◆ Exercise description ◆
Return all of the records exactly.

Natural language region descriptions:
= = = = =
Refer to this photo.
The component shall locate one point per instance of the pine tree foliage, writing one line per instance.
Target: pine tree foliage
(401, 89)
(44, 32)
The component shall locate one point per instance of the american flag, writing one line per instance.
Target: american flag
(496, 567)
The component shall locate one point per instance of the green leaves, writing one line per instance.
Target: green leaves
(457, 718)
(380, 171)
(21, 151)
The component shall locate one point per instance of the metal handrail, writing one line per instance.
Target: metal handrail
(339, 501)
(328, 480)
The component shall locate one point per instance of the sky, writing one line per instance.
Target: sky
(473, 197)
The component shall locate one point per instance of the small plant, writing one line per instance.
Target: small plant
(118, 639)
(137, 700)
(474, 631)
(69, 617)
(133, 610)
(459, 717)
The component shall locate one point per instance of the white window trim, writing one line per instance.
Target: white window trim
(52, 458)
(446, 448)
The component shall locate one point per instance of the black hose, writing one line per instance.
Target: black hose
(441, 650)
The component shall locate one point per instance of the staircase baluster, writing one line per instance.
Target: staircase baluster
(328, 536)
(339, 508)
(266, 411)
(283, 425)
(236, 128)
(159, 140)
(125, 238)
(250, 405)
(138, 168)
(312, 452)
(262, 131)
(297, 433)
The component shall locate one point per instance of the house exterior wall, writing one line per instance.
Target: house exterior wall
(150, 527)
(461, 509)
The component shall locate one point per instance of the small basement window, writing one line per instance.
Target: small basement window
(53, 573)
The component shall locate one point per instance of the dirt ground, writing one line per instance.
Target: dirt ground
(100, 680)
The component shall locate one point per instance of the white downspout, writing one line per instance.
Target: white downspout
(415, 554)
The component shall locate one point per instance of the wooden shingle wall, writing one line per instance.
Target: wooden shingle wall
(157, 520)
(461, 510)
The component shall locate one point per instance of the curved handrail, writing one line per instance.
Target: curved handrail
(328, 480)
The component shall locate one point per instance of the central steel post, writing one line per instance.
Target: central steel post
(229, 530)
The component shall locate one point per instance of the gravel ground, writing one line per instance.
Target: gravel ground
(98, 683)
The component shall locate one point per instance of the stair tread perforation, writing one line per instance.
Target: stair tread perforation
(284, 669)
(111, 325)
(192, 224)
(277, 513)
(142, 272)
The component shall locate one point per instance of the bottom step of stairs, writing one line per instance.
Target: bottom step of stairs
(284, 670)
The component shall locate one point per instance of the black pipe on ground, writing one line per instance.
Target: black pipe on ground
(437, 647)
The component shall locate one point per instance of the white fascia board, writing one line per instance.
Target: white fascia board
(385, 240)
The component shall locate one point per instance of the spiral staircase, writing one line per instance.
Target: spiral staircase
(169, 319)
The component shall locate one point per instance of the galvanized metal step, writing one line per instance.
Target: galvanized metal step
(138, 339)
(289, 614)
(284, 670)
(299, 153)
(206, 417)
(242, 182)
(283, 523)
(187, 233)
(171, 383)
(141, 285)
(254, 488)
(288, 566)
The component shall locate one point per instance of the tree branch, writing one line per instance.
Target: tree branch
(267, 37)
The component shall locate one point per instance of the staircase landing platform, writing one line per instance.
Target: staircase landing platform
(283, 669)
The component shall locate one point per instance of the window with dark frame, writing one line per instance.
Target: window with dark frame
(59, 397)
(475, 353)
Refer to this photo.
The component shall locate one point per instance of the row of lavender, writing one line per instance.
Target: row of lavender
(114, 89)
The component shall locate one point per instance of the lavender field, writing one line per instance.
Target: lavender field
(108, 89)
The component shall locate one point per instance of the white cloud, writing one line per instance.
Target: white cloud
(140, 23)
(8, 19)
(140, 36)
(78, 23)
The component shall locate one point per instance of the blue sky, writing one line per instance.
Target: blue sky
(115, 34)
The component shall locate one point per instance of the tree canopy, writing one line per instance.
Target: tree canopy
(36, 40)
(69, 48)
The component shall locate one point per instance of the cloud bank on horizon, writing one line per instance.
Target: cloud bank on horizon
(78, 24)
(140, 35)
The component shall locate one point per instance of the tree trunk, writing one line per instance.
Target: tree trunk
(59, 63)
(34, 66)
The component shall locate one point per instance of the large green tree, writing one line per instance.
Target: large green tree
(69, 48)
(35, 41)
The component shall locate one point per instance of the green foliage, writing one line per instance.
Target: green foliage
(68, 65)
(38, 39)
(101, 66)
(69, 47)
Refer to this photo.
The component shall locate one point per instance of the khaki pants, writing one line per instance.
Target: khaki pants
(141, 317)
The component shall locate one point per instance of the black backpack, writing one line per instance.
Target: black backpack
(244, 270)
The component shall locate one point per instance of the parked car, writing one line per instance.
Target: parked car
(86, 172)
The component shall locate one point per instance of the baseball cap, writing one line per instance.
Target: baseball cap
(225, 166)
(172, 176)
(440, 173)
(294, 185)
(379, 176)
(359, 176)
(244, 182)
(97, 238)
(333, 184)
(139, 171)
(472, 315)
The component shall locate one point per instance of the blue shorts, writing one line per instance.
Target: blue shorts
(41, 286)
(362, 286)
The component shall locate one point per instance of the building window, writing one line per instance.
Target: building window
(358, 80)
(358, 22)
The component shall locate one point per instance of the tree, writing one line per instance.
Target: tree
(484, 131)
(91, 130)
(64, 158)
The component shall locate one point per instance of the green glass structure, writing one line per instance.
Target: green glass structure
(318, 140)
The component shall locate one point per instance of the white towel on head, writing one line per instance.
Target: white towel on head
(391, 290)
= = = = =
◆ Written solution ◆
Refer to this photo.
The component shall locate one point per instance of the pine tree foliage, writing one line per instance.
Target: pine tree foliage
(401, 89)
(44, 32)
The component shall locate one point per instance of the american flag, writing one line per instance.
Target: american flag
(496, 567)
The component shall locate one point per instance of the green leaves, writing one line per instance.
Target: green leaves
(457, 718)
(380, 171)
(21, 151)
The component shall locate one point per instance of the metal handrail, writing one line per instance.
Target: metal handrail
(339, 501)
(328, 480)
The component shall locate one point per instance of the sky, writing one line per instance.
Target: sky
(473, 197)
The component shall locate one point per instance of the small plant, writing one line per instance.
Target: small plant
(118, 639)
(137, 700)
(474, 631)
(69, 617)
(133, 610)
(459, 717)
The component shall locate one point per instance of the white window trim, writing one line per instance.
Target: white window trim
(52, 458)
(446, 448)
The component shall locate one point per instance of the black hose, writing one line per instance.
Target: black hose
(441, 650)
The component shall locate one point per instance of the staircase baluster, writing one line per instance.
Target: staircase baluster
(328, 536)
(339, 508)
(266, 411)
(283, 425)
(236, 128)
(159, 140)
(125, 238)
(250, 405)
(138, 168)
(312, 452)
(262, 131)
(297, 433)
The component shall locate one point per instance of the house exterior wall, writing one line per instance.
Target: house exterior wall
(150, 527)
(461, 509)
The component shall locate one point per instance of the small basement window, writing one line per instance.
Target: small basement window
(53, 573)
The component shall locate one point per instance of the dirt ground, writing one line per instance.
Target: dirt ground
(100, 680)
The component shall locate one point per instance of the white downspout, writing one line per instance.
Target: white downspout
(415, 554)
The component shall locate one point per instance of the wooden shingle wall, writing one line per instance.
Target: wooden shingle wall
(157, 520)
(461, 510)
The component shall locate one point per instance of the curved handrail, writing one line per instance.
Target: curved handrail
(328, 480)
The component shall locate one point per instance of the central steel post, writing one line per instance.
Target: central steel post
(229, 530)
The component shall locate one point per instance of the gravel ground, writing one line per instance.
Target: gravel ground
(98, 683)
The component shall locate one point per instance of the stair tread perforation, writing one line per instance.
Target: stair tread perforation
(284, 669)
(111, 325)
(192, 224)
(277, 513)
(142, 272)
The component shall locate one point per instance of the bottom step of stairs, writing one line per instance.
Target: bottom step of stairs
(284, 670)
The component shall locate one point per instance of the black pipe on ground, writing one line per instance.
Target: black pipe on ground
(437, 647)
The component shall locate one point per instance of the white fascia board, writing one line per instance.
Target: white fascia board
(385, 240)
The component shall locate one point per instance of the spiral staircase, writing one line per instance.
Target: spiral staircase
(169, 319)
The component shall locate one point per instance of the galvanized metal step, writing one line per instance.
Target: galvanized metal step
(138, 339)
(289, 614)
(284, 670)
(299, 153)
(206, 417)
(242, 182)
(283, 523)
(187, 233)
(171, 383)
(141, 285)
(254, 488)
(288, 566)
The component shall locate one point per instance of the tree branch, writing one line per instance.
Target: tree branch
(267, 37)
The component shall locate one point per instance of the staircase landing platform, writing one line per instance.
Target: staircase landing platform
(283, 669)
The component shall locate one point per instance of the window with dark frame, writing one line per instance.
Target: window with dark frame
(59, 397)
(475, 353)
Refer to this photo.
The component shall locate one point per instance of the row of lavender, writing one line per instance.
Target: row of lavender
(114, 89)
The component shall locate one point per instance of the lavender field, writing one line per instance.
Target: lavender field
(108, 89)
The component shall locate one point per instance of the white cloud, writing one line per instance.
Target: white cloud
(140, 23)
(8, 19)
(140, 36)
(78, 23)
The component shall locate one point per instance of the blue sky, writing one line per instance.
Target: blue sky
(115, 34)
The component shall locate one point per instance of the tree canopy, writing one line per instance.
Target: tree canopy
(36, 40)
(69, 48)
The component shall locate one point per instance of the cloud bank on horizon, writing one line per instance.
Target: cloud bank on horizon
(78, 24)
(140, 35)
The component shall locate one point per instance of the tree trunk, writing one line per instance.
Target: tree trunk
(59, 63)
(34, 66)
The component shall locate one point per instance of the large green tree, writing one line per instance.
Target: large green tree
(69, 48)
(35, 41)
The component shall locate one point per instance of the green foliage, writing one line per instance.
Target: green foliage
(68, 65)
(38, 39)
(101, 66)
(69, 47)
Refer to this photo.
The component shall locate one point per instance of the khaki pants, writing one line per instance.
Target: khaki pants
(141, 317)
The component shall locate one point per instance of the black backpack, writing one line per instance.
Target: black backpack
(244, 270)
The component shall locate one point per instance of the parked car, writing one line per instance.
Target: parked car
(86, 172)
The component shall locate one point per instance of the baseball cap, writing one line per instance.
Target: baseball cap
(225, 166)
(172, 176)
(440, 173)
(294, 185)
(379, 176)
(359, 176)
(244, 182)
(97, 238)
(333, 184)
(139, 171)
(472, 315)
The component shall locate one point per instance of the blue shorts, writing one line per instance.
Target: blue shorts
(41, 286)
(362, 286)
The component shall locate one point per instance of the building window, writing one line per instance.
Target: building window
(358, 80)
(358, 22)
The component shall locate one point per instance of the tree, writing one line per instance.
Target: tree
(484, 131)
(91, 130)
(64, 158)
The component shall locate one point per instance of the green glass structure, writing one line per instance.
Target: green glass structure
(318, 140)
The component shall locate one point per instance of the white towel on head, writing one line per instance.
Target: white towel on head
(391, 290)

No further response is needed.